§ TRECHO SELECIONADO:
::::::
Ainda de São Paulo, existe também a Looplex, que se destaca pela automação da produção, sendo uma nova forma do advogado criar petições, contratos, propostas e memorandos em menos tempo e com mais qualidade. Ressalta-se a confecção dos chamados contratos inteligentes, onde a petição calcula o valor das custas e avisa ao cliente por e-mail, cada contrato faz sua própria auditoria.

Mais uma ferramenta de Inteligência Artificial é o Justto que escolhe a melhor estratégia de negociação para solução pacífica de litígios e indica o melhor método para casos concretos, fazendo-o através da reunião automática de dados. Estão presentes também na internet plataformas como o JusBrasil, que reúne um vasto banco de dados de jurisprudências, e o Juridoc, auxiliando na criação de documentos jurídicos, como alguns contratos.

Uma startup Legal Labs[12] criou um software que acelera a tramitação de processos de execução fiscal nas Procuradorias estaduais e municipais de todo o país.Essa “robô-advogada” foi chamada de Dra. Luzia, produzindo em uma velocidade que o ser humano não consegue alcançar, além de diminuindo seus erros.

Muitos escritórios de advocacia vêm usando a plataforma Watson Studio, a qual utiliza de machine learning enfocada no campo de Data Science, sendo capaz de entender, raciocinar e responder diversas perguntas com agilidade, como analisando milhões de artigos em poucos segundos; além disso, propõe decisões que devem ser tomadas, sugerem leitura de artigos e indica até jurisprudências. Com ela, os advogados ainda podem conhecer mais sobre o juiz que está atuando em seu caso e identificar quais decisões foram tomadas por ele em casos semelhantes, ajudando-o a mapear os cenário e se preparar para o que pode acontecer, predizendo os próximos movimentos através dessa grande análise de dados.

O Supremo Tribunal Federal (STF) também possui seu robô com IA, o chamado Victor, o qual executa quatro atividades: Converte imagens e textos no processo digital, separa do começo ao fim, documentos (peça processual, decisão etc.) em todo o acervo do Tribunal, separa e classifica as peças mais utilizadas pelo STF e identifica os temas de repercussão geral de maior reincidência. Trabalhos como esses demandariam de um servidor uma média de 30 minutos, o robô, no entanto, consegue fazer em cinco minutos, aumentando a eficiência na tramitação dos processos e a velocidade na avaliação judicial.

Têm-se também inúmeros avanços na área de Controle Externo, o Tribunal de Contas da União (TCU), por exemplo, com o objetivo de aumentar a eficiência e efetividade do planejamento e execução nas políticas públicas, faz uso de três robôs, desde 2016, chamadas de Mônica, que possibilita ao auditor visualizar dados de órgão contratante, os fornecedores que são mais contratados e os tipos de serviços mais utilizados, de forma ágil e eficiente; Sofia, o sistema de orientação sobre fatos e indícios de irregularidades; e Alice, a que analisa editais de licitações feitos pelos órgãos federais.
::::::
§ MATERIAL FORNECIDO:
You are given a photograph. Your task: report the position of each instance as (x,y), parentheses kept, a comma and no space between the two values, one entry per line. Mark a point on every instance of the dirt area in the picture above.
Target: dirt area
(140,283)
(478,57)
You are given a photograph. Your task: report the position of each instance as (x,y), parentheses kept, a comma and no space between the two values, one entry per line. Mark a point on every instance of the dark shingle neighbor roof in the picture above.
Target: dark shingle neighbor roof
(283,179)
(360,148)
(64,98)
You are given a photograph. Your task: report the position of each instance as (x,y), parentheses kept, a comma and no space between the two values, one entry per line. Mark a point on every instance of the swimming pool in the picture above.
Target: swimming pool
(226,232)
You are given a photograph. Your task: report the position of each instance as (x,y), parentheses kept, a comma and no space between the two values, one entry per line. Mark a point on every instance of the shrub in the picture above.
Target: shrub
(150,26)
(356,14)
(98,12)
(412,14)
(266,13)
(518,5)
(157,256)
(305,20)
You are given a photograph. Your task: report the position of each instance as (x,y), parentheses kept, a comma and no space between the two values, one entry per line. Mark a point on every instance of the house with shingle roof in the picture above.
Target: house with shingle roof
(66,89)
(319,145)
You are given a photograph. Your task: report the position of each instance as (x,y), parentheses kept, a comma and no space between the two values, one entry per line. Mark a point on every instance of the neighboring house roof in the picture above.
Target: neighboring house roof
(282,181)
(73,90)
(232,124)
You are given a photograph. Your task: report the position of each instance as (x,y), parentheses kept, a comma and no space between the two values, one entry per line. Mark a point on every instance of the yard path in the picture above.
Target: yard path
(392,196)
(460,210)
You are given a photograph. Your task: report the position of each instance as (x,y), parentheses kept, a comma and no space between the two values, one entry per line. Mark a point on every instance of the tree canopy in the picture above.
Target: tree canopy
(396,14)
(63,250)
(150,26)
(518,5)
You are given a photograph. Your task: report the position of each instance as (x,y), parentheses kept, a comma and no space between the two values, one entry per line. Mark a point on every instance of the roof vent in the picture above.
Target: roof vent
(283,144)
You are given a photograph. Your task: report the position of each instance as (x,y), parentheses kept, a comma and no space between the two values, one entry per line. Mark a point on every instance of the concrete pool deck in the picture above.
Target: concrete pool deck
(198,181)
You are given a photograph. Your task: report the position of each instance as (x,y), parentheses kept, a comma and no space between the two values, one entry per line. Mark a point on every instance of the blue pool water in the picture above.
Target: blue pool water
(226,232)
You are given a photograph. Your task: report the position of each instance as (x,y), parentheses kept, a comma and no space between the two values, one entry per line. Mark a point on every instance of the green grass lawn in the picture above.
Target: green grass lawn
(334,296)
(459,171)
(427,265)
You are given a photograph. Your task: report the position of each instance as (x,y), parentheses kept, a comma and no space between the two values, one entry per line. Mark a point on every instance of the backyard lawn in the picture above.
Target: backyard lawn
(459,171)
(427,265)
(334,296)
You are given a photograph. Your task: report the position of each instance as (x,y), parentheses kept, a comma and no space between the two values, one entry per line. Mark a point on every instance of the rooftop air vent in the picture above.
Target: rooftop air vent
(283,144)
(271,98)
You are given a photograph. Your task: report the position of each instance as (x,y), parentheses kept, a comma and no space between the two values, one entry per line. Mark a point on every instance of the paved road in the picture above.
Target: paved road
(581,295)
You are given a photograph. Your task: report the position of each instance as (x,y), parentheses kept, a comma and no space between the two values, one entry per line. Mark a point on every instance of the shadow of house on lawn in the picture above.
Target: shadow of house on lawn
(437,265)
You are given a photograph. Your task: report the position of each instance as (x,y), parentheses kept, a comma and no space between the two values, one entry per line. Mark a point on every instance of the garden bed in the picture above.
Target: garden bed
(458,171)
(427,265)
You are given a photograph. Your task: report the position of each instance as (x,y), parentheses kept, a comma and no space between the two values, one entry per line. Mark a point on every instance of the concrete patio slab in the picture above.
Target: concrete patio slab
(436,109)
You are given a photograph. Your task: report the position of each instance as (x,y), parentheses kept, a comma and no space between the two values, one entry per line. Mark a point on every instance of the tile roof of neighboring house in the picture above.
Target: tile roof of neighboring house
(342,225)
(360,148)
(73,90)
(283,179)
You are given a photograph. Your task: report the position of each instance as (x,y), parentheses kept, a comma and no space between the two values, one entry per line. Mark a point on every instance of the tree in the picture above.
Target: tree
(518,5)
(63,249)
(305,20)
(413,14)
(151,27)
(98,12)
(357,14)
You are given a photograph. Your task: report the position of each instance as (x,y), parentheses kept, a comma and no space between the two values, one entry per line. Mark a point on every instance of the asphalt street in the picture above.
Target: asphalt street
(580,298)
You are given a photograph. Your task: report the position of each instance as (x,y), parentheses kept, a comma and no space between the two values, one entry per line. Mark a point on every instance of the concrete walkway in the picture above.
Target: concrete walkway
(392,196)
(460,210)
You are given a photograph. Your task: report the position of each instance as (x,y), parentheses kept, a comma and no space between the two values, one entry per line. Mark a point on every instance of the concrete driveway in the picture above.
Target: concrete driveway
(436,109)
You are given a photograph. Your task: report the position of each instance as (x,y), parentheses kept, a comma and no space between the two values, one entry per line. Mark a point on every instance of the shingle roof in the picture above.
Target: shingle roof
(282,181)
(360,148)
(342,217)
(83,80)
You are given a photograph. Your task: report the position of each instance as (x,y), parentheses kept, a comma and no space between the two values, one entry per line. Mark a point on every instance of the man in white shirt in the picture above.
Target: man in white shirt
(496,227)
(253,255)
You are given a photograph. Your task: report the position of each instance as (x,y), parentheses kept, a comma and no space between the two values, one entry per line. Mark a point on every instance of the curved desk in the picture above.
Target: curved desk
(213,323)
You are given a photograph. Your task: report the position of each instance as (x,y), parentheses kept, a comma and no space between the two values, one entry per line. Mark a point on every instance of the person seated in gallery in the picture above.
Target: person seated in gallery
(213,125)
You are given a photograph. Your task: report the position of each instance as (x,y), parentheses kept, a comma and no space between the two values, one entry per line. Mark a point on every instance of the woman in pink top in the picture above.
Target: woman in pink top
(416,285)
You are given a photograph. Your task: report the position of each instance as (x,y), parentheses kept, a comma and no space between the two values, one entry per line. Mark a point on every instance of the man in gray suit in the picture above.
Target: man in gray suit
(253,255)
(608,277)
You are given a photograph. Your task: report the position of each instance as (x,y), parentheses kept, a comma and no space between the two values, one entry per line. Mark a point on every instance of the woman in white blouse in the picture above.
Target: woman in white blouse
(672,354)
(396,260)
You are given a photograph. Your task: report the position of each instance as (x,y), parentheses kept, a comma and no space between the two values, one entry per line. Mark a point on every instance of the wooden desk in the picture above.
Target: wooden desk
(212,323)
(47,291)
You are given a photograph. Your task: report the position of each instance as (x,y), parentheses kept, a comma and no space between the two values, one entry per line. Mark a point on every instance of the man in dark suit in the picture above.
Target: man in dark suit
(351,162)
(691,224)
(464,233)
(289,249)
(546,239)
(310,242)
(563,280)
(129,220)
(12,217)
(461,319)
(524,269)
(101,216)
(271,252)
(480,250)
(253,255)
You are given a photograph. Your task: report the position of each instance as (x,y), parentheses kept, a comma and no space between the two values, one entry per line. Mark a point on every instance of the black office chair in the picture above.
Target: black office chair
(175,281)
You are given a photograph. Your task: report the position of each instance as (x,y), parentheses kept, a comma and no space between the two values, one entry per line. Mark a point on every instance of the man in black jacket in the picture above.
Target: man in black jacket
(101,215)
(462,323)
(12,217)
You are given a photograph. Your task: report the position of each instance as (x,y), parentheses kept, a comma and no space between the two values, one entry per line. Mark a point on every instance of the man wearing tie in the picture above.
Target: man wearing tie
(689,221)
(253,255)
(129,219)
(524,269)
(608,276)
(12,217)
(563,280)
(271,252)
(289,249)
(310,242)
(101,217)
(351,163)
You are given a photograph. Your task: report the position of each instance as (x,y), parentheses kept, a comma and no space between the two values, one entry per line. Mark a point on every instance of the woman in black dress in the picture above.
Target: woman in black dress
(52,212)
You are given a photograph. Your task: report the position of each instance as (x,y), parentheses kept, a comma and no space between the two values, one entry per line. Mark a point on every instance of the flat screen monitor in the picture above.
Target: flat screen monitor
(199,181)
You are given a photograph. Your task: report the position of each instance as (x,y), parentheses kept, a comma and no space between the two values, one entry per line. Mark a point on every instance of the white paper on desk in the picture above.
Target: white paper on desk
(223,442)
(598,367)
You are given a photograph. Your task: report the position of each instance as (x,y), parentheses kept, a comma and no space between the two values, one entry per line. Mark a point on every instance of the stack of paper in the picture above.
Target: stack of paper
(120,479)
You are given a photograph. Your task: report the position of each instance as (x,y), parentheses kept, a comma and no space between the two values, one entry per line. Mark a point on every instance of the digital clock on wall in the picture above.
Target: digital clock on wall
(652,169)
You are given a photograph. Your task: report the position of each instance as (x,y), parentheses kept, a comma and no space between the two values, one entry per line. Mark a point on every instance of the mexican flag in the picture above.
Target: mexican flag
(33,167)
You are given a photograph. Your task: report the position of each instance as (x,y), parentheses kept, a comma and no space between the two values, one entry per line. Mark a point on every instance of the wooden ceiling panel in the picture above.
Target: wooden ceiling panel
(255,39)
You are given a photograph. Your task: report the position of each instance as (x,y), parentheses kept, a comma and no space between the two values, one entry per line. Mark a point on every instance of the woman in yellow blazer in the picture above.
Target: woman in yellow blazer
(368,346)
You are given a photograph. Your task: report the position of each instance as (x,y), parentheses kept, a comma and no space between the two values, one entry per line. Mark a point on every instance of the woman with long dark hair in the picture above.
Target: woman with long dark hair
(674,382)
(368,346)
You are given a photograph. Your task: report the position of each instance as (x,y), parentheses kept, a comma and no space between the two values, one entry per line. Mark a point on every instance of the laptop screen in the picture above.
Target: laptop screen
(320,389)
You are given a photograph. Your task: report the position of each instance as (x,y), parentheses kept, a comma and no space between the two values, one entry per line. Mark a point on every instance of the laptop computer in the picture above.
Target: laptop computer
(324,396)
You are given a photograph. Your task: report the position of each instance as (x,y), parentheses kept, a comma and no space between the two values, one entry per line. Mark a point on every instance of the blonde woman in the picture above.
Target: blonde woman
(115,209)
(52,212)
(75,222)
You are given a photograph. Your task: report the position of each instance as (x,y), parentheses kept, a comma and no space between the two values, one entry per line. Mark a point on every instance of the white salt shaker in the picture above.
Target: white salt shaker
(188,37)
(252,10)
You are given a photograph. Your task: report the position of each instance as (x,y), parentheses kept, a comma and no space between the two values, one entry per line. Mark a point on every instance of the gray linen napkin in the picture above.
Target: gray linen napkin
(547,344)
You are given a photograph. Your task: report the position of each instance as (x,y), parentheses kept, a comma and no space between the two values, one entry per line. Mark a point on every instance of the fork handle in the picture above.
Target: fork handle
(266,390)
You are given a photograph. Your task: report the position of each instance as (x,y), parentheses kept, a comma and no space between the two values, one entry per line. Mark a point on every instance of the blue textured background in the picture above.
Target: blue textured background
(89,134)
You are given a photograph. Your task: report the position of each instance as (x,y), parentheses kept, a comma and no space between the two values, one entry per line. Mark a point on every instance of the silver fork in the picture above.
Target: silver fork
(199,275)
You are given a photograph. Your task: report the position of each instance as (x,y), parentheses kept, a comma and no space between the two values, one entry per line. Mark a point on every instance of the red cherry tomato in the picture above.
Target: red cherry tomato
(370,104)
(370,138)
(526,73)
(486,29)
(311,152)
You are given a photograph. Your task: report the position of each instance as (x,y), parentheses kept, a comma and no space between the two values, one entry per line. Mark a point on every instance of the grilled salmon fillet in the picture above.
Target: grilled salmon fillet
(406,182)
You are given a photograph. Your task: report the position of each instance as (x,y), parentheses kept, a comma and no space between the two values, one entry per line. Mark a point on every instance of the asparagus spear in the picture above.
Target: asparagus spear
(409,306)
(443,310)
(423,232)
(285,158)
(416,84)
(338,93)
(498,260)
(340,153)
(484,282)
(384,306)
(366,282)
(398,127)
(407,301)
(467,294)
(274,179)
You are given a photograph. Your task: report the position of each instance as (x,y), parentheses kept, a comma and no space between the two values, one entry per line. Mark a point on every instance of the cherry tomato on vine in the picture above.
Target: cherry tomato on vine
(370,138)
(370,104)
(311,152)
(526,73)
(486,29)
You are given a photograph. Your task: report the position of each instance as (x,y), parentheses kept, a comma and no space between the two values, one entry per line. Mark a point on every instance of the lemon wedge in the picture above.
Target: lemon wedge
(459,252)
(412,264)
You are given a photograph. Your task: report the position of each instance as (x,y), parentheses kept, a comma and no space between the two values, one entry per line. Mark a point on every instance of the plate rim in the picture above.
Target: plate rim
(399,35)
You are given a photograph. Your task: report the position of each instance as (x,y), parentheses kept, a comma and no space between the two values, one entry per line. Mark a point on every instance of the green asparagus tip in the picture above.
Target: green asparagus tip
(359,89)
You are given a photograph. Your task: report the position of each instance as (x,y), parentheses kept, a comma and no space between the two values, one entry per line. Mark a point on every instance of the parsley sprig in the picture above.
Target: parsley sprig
::::::
§ INSTRUÇÃO 1:
Reescreva o trecho sobre inteligência artificial no direito de "Mais uma ferramenta" até "como alguns contratos.", trocando "litígios" por "conflitos".
§ INSTRUÇÃO 2:
Coloque em uma lista numerada as linhas dos registros que vão da linha com "spear in the picture above." até a linha com "Target: asparagus spear", incluindo as duas e omitindo linhas em branco.
O trecho e os registros não têm relação entre si.

§ RESPOSTA REDIGIDA 1:
Mais uma ferramenta de Inteligência Artificial é o Justto que escolhe a melhor estratégia de negociação para solução pacífica de conflitos e indica o melhor método para casos concretos, fazendo-o através da reunião automática de dados. Estão presentes também na internet plataformas como o JusBrasil, que reúne um vasto banco de dados de jurisprudências, e o Juridoc, auxiliando na criação de documentos jurídicos, como alguns contratos.

§ RESPOSTA REDIGIDA 2:
1. You are given a photograph. Your task: report the position of each instance as (x,y), parentheses kept, a comma and no space between the two values, one entry per line. Mark a point on every instance of the asparagus spear in the picture above.
2. Target: asparagus spear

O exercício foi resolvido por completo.